BRIEF: Copy out every line of the data below, character for character, with no changes.

Excerpt from a data file:
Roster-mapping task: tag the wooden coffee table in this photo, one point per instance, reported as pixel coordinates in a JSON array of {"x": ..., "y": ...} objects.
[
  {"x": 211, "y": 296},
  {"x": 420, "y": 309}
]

COMPLETED EXERCISE:
Roster-mapping task: tag the wooden coffee table in this photo, one point per instance, reported as pixel coordinates in a JSON array of {"x": ..., "y": ...} objects.
[
  {"x": 211, "y": 296},
  {"x": 420, "y": 309}
]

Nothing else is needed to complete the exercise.